▶ _Required action_
I'd like the entries reproduced exactly, with the images omitted.

*** Exercise data Section Begins ***

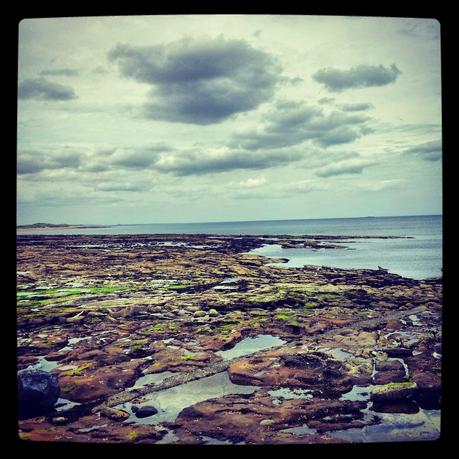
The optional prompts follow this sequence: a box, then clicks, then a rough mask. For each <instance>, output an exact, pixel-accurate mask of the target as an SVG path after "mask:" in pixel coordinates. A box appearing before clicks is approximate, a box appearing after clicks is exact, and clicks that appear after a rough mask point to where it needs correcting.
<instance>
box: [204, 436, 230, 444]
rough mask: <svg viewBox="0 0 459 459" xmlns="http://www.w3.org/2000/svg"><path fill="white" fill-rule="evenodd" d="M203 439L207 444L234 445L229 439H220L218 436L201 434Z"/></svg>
mask: <svg viewBox="0 0 459 459" xmlns="http://www.w3.org/2000/svg"><path fill="white" fill-rule="evenodd" d="M201 440H203V441H204V443H205V444H206V445H232V444H233V443H231V442H230V441H229V440H219V439H218V438H213V437H207V436H206V435H201Z"/></svg>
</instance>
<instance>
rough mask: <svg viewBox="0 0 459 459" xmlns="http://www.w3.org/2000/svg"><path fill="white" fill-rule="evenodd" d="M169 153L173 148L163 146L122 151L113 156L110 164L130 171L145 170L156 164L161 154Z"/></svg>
mask: <svg viewBox="0 0 459 459" xmlns="http://www.w3.org/2000/svg"><path fill="white" fill-rule="evenodd" d="M169 151H171V148H170V147H169V146H167V145H163V144H159V145H153V146H149V147H144V148H132V149H120V150H117V151H116V152H115V153H114V154H113V155H112V157H111V159H110V163H111V164H115V165H119V166H123V167H125V168H128V169H144V168H147V167H149V166H151V165H152V164H154V163H155V162H156V161H157V160H158V158H159V155H160V153H162V152H169Z"/></svg>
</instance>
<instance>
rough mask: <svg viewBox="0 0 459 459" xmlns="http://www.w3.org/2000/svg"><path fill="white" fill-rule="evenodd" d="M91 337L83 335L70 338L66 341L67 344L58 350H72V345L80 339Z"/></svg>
mask: <svg viewBox="0 0 459 459" xmlns="http://www.w3.org/2000/svg"><path fill="white" fill-rule="evenodd" d="M91 338H92V336H85V337H83V338H70V339H69V340H68V342H67V346H64V347H63V348H61V349H59V351H58V352H66V351H72V350H73V346H74V345H75V344H77V343H79V342H80V341H84V340H87V339H91Z"/></svg>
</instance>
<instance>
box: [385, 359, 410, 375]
mask: <svg viewBox="0 0 459 459" xmlns="http://www.w3.org/2000/svg"><path fill="white" fill-rule="evenodd" d="M387 360H388V361H391V360H396V361H397V362H400V363H401V364H402V365H403V368H404V370H405V378H406V379H408V378H409V376H410V372H409V370H408V365H407V364H406V363H405V361H404V360H403V359H401V358H399V357H389V358H388V359H387Z"/></svg>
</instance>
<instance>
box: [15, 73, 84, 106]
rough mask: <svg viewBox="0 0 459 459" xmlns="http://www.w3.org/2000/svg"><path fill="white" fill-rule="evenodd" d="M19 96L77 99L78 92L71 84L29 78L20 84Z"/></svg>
mask: <svg viewBox="0 0 459 459" xmlns="http://www.w3.org/2000/svg"><path fill="white" fill-rule="evenodd" d="M18 97H19V98H20V99H38V100H55V101H59V100H71V99H75V98H76V94H75V91H74V90H73V88H72V87H70V86H65V85H63V84H59V83H54V82H52V81H49V80H47V79H46V78H29V79H26V80H24V81H22V82H21V83H20V84H19V87H18Z"/></svg>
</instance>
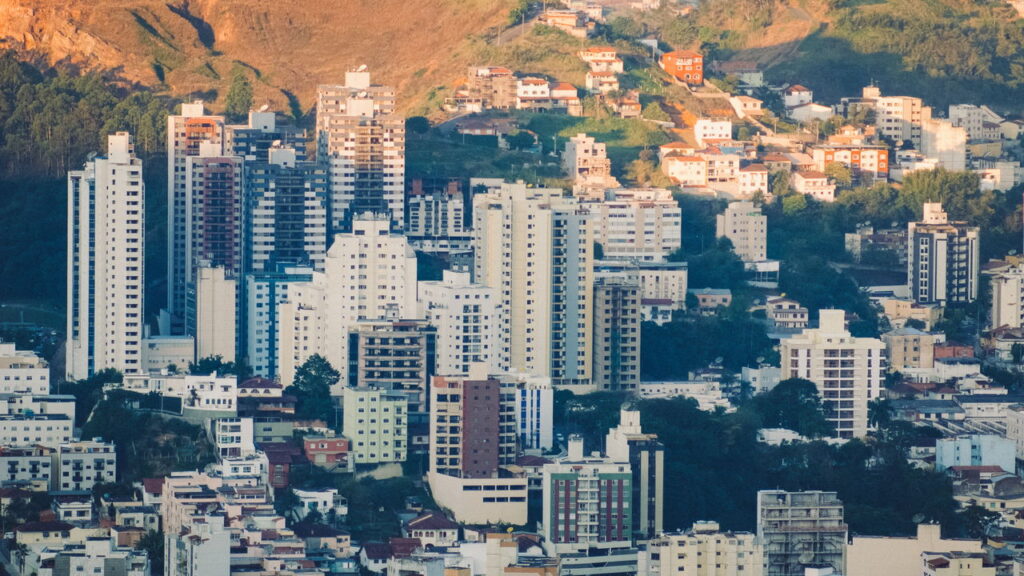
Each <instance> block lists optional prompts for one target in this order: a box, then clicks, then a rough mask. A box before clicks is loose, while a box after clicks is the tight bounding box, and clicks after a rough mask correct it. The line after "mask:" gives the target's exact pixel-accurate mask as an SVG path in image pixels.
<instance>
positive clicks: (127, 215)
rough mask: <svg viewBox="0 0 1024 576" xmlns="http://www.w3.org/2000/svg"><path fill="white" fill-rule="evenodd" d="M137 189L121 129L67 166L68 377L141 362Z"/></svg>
mask: <svg viewBox="0 0 1024 576" xmlns="http://www.w3.org/2000/svg"><path fill="white" fill-rule="evenodd" d="M143 189H144V184H143V182H142V161H141V160H139V159H138V158H137V157H136V156H135V149H134V146H133V143H132V137H131V135H130V134H128V133H127V132H118V133H116V134H112V135H111V136H109V137H108V146H106V155H104V156H96V157H94V158H92V159H91V160H89V161H88V162H87V163H86V164H85V167H84V168H83V169H82V170H75V171H72V172H69V174H68V342H67V352H66V362H67V376H68V378H69V379H82V378H88V377H89V376H91V375H92V374H94V373H96V372H97V371H99V370H103V369H104V368H114V369H116V370H120V371H121V372H122V373H130V372H136V371H139V370H140V369H141V366H142V364H141V341H142V336H143V330H144V328H143V313H144V310H145V308H144V306H143V300H142V297H143V287H144V286H145V282H144V280H143V265H144V258H143V254H144V251H143V247H144V245H145V222H144V219H145V208H144V204H143V197H144V193H143Z"/></svg>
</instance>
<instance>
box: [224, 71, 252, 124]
mask: <svg viewBox="0 0 1024 576" xmlns="http://www.w3.org/2000/svg"><path fill="white" fill-rule="evenodd" d="M252 107H253V86H252V84H250V83H249V78H247V77H246V73H245V71H244V70H242V69H241V68H240V69H237V70H236V71H234V75H233V76H232V77H231V86H230V88H228V90H227V98H226V99H225V100H224V114H225V115H226V116H227V118H228V119H230V120H232V121H236V122H240V121H242V120H245V119H246V117H248V116H249V110H250V109H252Z"/></svg>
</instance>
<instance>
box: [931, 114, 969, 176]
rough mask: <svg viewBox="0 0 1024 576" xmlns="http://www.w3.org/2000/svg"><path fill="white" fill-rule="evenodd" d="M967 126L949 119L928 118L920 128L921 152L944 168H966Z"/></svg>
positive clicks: (959, 168)
mask: <svg viewBox="0 0 1024 576" xmlns="http://www.w3.org/2000/svg"><path fill="white" fill-rule="evenodd" d="M967 134H968V132H967V128H964V127H963V126H956V125H955V124H953V123H952V121H950V120H943V119H939V118H928V119H926V120H925V121H924V123H923V125H922V130H921V152H922V154H924V155H925V157H927V158H934V159H936V160H938V161H939V164H940V165H941V166H942V167H943V168H945V169H946V170H951V171H962V170H967Z"/></svg>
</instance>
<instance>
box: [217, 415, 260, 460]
mask: <svg viewBox="0 0 1024 576" xmlns="http://www.w3.org/2000/svg"><path fill="white" fill-rule="evenodd" d="M211 426H212V430H211V436H212V437H213V445H214V447H215V448H216V450H217V456H218V457H239V456H248V455H250V454H254V453H255V452H256V443H255V437H254V433H253V419H252V418H217V419H216V420H213V421H212V422H211Z"/></svg>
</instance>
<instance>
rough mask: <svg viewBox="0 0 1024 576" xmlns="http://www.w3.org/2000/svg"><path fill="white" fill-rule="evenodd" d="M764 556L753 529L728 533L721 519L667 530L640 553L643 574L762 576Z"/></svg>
mask: <svg viewBox="0 0 1024 576" xmlns="http://www.w3.org/2000/svg"><path fill="white" fill-rule="evenodd" d="M763 562H764V558H763V556H762V551H761V545H760V544H759V543H758V541H757V537H756V536H755V535H754V534H752V533H750V532H727V531H723V530H721V528H720V527H719V525H718V523H717V522H710V521H701V522H696V523H694V524H693V527H692V528H690V529H689V530H687V531H680V532H666V533H663V534H662V535H659V536H658V537H656V538H654V539H653V540H651V541H650V542H648V543H647V548H646V549H645V550H643V551H641V553H640V561H639V565H640V571H639V574H641V575H643V576H670V575H671V576H677V575H679V574H687V575H691V576H692V575H696V576H719V575H721V574H744V575H745V576H761V575H762V574H763V573H764V566H763Z"/></svg>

*** Exercise data Section Ends ***

▶ _Result of the exercise_
The optional prompts follow this sequence: a box, then clicks, then a rough mask. For each <instance>, output an exact, pixel-accurate mask of the target as an SVG path after "mask:" in pixel coordinates. A box appearing before clicks is approximate, a box appearing after clicks is exact, and clicks that appear after a rough mask point to where it needs correcting.
<instance>
box: [204, 436, 230, 444]
rough mask: <svg viewBox="0 0 459 459" xmlns="http://www.w3.org/2000/svg"><path fill="white" fill-rule="evenodd" d="M203 439L207 444L234 445L229 439H220L218 436L201 434Z"/></svg>
mask: <svg viewBox="0 0 459 459" xmlns="http://www.w3.org/2000/svg"><path fill="white" fill-rule="evenodd" d="M201 440H203V441H204V443H205V444H206V445H232V444H233V443H231V442H230V441H229V440H219V439H218V438H213V437H207V436H206V435H201Z"/></svg>
</instance>
<instance>
rough mask: <svg viewBox="0 0 459 459" xmlns="http://www.w3.org/2000/svg"><path fill="white" fill-rule="evenodd" d="M169 153L173 148L163 146L122 151L113 156L110 164L130 171L145 170L156 164L161 154Z"/></svg>
mask: <svg viewBox="0 0 459 459" xmlns="http://www.w3.org/2000/svg"><path fill="white" fill-rule="evenodd" d="M169 151H171V148H170V147H169V146H167V145H163V144H159V145H153V146H149V147H144V148H132V149H120V150H117V151H116V152H115V153H114V154H113V155H112V157H111V159H110V163H111V164H115V165H119V166H123V167H125V168H128V169H144V168H147V167H149V166H151V165H152V164H154V163H155V162H156V161H157V160H158V158H159V155H160V153H162V152H169Z"/></svg>
</instance>
<instance>
rough mask: <svg viewBox="0 0 459 459" xmlns="http://www.w3.org/2000/svg"><path fill="white" fill-rule="evenodd" d="M91 337L83 335L70 338L66 341L67 344L58 350H72V345L80 339Z"/></svg>
mask: <svg viewBox="0 0 459 459" xmlns="http://www.w3.org/2000/svg"><path fill="white" fill-rule="evenodd" d="M91 338H92V336H85V337H83V338H70V339H69V340H68V342H67V346H64V347H63V348H61V349H59V351H58V352H66V351H72V350H73V346H74V345H75V344H77V343H79V342H80V341H84V340H87V339H91Z"/></svg>
</instance>
<instance>
box: [385, 359, 410, 375]
mask: <svg viewBox="0 0 459 459" xmlns="http://www.w3.org/2000/svg"><path fill="white" fill-rule="evenodd" d="M387 360H388V361H391V360H396V361H397V362H400V363H401V364H402V365H403V368H404V370H405V378H406V379H408V378H409V376H410V372H409V370H408V365H407V364H406V363H405V361H404V360H403V359H401V358H399V357H389V358H388V359H387Z"/></svg>
</instance>
<instance>
box: [15, 73, 84, 106]
rough mask: <svg viewBox="0 0 459 459" xmlns="http://www.w3.org/2000/svg"><path fill="white" fill-rule="evenodd" d="M19 96L77 99L78 92L71 84L29 78L20 84Z"/></svg>
mask: <svg viewBox="0 0 459 459" xmlns="http://www.w3.org/2000/svg"><path fill="white" fill-rule="evenodd" d="M18 97H19V98H20V99H38V100H55V101H59V100H71V99H75V98H76V94H75V91H74V90H73V88H72V87H70V86H65V85H63V84H59V83H54V82H52V81H49V80H47V79H46V78H29V79H26V80H24V81H22V82H21V83H20V84H19V87H18Z"/></svg>
</instance>
Each <instance> block lists optional prompts for one target in this order: a box, then clicks, then a rough mask. A box before clicks is loose, while a box after clicks is the tight bounding box, and clicks after a rough mask correct it. The line after "mask:" gives the target's exact pixel-accurate mask as an SVG path in image pixels.
<instance>
positive clicks: (127, 215)
rough mask: <svg viewBox="0 0 1024 576" xmlns="http://www.w3.org/2000/svg"><path fill="white" fill-rule="evenodd" d="M137 189L121 129L67 166L68 377L141 362Z"/></svg>
mask: <svg viewBox="0 0 1024 576" xmlns="http://www.w3.org/2000/svg"><path fill="white" fill-rule="evenodd" d="M143 189H144V184H143V182H142V161H141V160H139V159H138V158H137V157H136V156H135V149H134V146H133V143H132V137H131V135H130V134H128V133H127V132H118V133H116V134H112V135H111V136H109V137H108V146H106V155H104V156H96V157H94V158H92V159H91V160H89V161H88V162H87V163H86V164H85V167H84V168H83V169H82V170H75V171H72V172H69V174H68V342H67V352H66V362H67V376H68V378H69V379H82V378H88V377H89V376H91V375H92V374H94V373H96V372H97V371H99V370H103V369H104V368H114V369H116V370H120V371H121V372H122V373H130V372H136V371H139V370H140V369H141V366H142V364H141V341H142V336H143V330H144V328H143V313H144V310H145V308H144V306H143V300H142V297H143V287H144V286H145V282H144V280H143V265H144V258H143V254H144V251H143V247H144V245H145V222H144V219H145V208H144V204H143V197H144V193H143Z"/></svg>
</instance>
<instance>
box: [224, 71, 252, 124]
mask: <svg viewBox="0 0 1024 576" xmlns="http://www.w3.org/2000/svg"><path fill="white" fill-rule="evenodd" d="M252 107H253V86H252V84H250V83H249V78H247V77H246V73H245V71H244V70H242V69H241V68H240V69H237V70H236V71H234V75H233V76H232V77H231V86H230V88H228V90H227V98H226V99H225V100H224V114H225V115H226V116H227V118H228V119H230V120H232V121H236V122H240V121H242V120H245V119H246V117H248V116H249V110H250V109H252Z"/></svg>
</instance>
<instance>
box: [931, 114, 969, 176]
rough mask: <svg viewBox="0 0 1024 576" xmlns="http://www.w3.org/2000/svg"><path fill="white" fill-rule="evenodd" d="M967 126L949 119L928 118L920 128L921 152L944 168H966Z"/></svg>
positive clicks: (959, 168)
mask: <svg viewBox="0 0 1024 576" xmlns="http://www.w3.org/2000/svg"><path fill="white" fill-rule="evenodd" d="M967 134H968V132H967V128H964V127H963V126H956V125H955V124H953V123H952V121H950V120H943V119H939V118H928V119H926V120H925V121H924V123H923V125H922V130H921V152H922V154H924V155H925V157H927V158H934V159H936V160H938V161H939V164H940V165H941V166H942V167H943V168H945V169H946V170H951V171H962V170H967Z"/></svg>
</instance>
<instance>
box: [217, 415, 260, 460]
mask: <svg viewBox="0 0 1024 576" xmlns="http://www.w3.org/2000/svg"><path fill="white" fill-rule="evenodd" d="M211 426H212V430H211V436H212V437H213V445H214V447H215V448H216V450H217V456H218V457H239V456H248V455H250V454H254V453H255V452H256V443H255V437H254V433H253V419H252V418H217V419H216V420H213V421H212V422H211Z"/></svg>
</instance>
<instance>
rough mask: <svg viewBox="0 0 1024 576" xmlns="http://www.w3.org/2000/svg"><path fill="white" fill-rule="evenodd" d="M764 556L753 529L728 533L721 519L667 530L640 553L643 574L762 576Z"/></svg>
mask: <svg viewBox="0 0 1024 576" xmlns="http://www.w3.org/2000/svg"><path fill="white" fill-rule="evenodd" d="M763 562H764V558H763V556H762V551H761V545H760V544H759V543H758V541H757V537H756V536H755V535H754V534H752V533H750V532H727V531H723V530H721V528H720V527H719V525H718V523H717V522H710V521H701V522H696V523H694V524H693V527H692V528H690V529H689V530H687V531H680V532H666V533H663V534H662V535H659V536H658V537H656V538H654V539H653V540H651V541H650V542H648V543H647V548H646V549H645V550H643V551H641V553H640V561H639V565H640V571H639V574H641V575H643V576H670V575H671V576H677V575H679V574H687V575H691V576H692V575H696V576H719V575H721V574H744V575H745V576H761V575H762V574H763V573H764V566H763Z"/></svg>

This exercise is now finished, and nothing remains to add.